[Task to carry out] Count the lines below that contain the string "fixture", treating case as significant, and give only the number.

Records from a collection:
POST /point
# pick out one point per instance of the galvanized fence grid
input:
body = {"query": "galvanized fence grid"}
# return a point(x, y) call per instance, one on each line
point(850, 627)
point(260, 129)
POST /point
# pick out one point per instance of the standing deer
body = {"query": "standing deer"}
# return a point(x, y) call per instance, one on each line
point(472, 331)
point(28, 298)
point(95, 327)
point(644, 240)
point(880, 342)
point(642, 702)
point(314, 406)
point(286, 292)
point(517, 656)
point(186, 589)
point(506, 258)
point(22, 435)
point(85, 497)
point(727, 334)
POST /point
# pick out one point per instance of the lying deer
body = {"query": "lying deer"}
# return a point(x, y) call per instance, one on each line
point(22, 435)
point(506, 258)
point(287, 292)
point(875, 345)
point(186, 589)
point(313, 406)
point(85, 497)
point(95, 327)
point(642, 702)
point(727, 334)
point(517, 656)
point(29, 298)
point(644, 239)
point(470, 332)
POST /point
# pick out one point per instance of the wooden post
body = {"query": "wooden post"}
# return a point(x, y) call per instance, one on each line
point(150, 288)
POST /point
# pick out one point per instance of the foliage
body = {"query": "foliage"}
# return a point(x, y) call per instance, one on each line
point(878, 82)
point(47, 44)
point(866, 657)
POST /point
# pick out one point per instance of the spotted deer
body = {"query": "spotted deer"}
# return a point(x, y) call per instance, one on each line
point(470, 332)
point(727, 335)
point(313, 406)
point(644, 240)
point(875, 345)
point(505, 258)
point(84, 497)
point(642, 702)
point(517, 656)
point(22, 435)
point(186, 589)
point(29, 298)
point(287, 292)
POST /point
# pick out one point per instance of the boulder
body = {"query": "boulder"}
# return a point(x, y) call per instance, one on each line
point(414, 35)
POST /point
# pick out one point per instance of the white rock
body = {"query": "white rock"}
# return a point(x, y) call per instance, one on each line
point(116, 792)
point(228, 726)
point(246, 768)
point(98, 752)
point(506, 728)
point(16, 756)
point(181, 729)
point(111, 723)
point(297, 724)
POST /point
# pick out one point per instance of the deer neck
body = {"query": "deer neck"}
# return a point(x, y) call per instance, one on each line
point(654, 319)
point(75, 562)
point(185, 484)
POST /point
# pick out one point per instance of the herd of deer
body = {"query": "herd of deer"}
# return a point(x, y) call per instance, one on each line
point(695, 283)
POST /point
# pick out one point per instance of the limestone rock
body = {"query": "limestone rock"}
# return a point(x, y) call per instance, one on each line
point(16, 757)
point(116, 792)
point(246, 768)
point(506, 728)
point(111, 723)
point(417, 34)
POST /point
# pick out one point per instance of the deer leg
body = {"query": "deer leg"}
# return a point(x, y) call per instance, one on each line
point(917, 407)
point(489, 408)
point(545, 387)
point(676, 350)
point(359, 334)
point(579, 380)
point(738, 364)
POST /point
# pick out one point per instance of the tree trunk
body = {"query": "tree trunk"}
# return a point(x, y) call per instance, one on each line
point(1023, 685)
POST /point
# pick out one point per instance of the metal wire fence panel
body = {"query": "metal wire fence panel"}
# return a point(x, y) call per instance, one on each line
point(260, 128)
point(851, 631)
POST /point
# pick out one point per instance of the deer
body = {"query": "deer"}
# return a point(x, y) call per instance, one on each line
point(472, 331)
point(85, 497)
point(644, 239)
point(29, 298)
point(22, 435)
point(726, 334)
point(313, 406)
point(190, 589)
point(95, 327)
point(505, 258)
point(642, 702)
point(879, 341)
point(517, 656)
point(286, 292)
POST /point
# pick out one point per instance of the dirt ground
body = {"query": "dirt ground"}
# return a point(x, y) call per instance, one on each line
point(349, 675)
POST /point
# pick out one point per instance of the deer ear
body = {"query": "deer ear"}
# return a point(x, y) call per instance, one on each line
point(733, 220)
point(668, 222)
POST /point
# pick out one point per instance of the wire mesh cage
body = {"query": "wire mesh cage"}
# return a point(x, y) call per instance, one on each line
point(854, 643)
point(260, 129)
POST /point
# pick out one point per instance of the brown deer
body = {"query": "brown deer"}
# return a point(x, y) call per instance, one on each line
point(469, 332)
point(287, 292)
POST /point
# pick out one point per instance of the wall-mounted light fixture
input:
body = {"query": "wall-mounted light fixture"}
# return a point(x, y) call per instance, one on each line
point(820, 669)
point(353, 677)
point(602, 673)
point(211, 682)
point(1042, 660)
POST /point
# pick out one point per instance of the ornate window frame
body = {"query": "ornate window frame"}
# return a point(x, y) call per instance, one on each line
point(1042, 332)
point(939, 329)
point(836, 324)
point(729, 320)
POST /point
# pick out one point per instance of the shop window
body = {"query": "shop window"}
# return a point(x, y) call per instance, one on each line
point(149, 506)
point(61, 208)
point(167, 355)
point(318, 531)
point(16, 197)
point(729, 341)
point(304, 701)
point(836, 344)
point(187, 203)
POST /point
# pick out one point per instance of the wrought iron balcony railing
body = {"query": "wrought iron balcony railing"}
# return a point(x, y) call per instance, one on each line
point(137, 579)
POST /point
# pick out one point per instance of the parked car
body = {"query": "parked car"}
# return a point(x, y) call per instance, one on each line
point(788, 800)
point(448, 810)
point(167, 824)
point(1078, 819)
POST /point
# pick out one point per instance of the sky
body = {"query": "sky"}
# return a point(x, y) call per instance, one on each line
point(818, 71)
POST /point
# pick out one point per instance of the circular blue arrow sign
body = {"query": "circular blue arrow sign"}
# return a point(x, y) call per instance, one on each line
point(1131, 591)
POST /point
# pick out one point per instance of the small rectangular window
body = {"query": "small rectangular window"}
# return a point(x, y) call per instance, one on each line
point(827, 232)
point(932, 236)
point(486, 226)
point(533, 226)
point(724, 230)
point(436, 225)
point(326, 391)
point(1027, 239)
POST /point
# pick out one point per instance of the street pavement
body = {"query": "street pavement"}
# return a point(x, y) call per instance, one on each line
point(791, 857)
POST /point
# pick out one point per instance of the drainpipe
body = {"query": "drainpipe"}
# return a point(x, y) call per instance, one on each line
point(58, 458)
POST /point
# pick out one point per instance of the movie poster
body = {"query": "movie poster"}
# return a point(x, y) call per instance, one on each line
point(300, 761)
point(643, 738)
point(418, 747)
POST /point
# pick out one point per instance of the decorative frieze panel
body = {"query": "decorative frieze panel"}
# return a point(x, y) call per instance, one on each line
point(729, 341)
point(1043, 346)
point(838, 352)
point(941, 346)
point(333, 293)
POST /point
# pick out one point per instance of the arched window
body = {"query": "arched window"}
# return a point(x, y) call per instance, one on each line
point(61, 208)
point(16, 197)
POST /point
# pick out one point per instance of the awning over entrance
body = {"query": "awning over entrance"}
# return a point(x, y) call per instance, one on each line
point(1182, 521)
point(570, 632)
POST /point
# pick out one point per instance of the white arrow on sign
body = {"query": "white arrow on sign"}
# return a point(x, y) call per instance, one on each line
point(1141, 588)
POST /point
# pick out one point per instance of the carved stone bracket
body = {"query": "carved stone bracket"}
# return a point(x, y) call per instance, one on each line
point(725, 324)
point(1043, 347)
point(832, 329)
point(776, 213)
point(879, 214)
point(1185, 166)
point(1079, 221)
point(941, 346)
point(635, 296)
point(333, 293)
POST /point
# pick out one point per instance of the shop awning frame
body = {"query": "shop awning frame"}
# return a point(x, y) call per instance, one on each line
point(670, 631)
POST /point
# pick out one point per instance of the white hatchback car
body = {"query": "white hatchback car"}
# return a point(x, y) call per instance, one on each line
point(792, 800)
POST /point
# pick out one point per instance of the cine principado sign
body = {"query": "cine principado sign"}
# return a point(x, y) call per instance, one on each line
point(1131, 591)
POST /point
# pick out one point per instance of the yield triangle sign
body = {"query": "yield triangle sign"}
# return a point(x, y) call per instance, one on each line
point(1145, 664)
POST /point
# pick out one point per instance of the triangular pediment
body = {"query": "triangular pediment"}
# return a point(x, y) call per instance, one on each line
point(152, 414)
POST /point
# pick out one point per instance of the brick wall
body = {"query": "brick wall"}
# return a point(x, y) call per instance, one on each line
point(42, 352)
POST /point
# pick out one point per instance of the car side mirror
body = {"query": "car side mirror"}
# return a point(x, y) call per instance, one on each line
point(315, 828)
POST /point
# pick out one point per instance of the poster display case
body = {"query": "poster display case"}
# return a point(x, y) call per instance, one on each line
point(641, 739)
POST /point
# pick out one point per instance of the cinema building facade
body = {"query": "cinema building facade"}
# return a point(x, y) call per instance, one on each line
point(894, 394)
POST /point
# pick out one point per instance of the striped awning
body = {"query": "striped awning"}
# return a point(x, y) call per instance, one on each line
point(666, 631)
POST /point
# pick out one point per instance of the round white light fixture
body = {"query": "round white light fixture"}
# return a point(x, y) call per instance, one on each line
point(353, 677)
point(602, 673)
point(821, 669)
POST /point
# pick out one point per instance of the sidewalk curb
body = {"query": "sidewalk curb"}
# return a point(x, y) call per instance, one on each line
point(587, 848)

[Response to the exercise] 4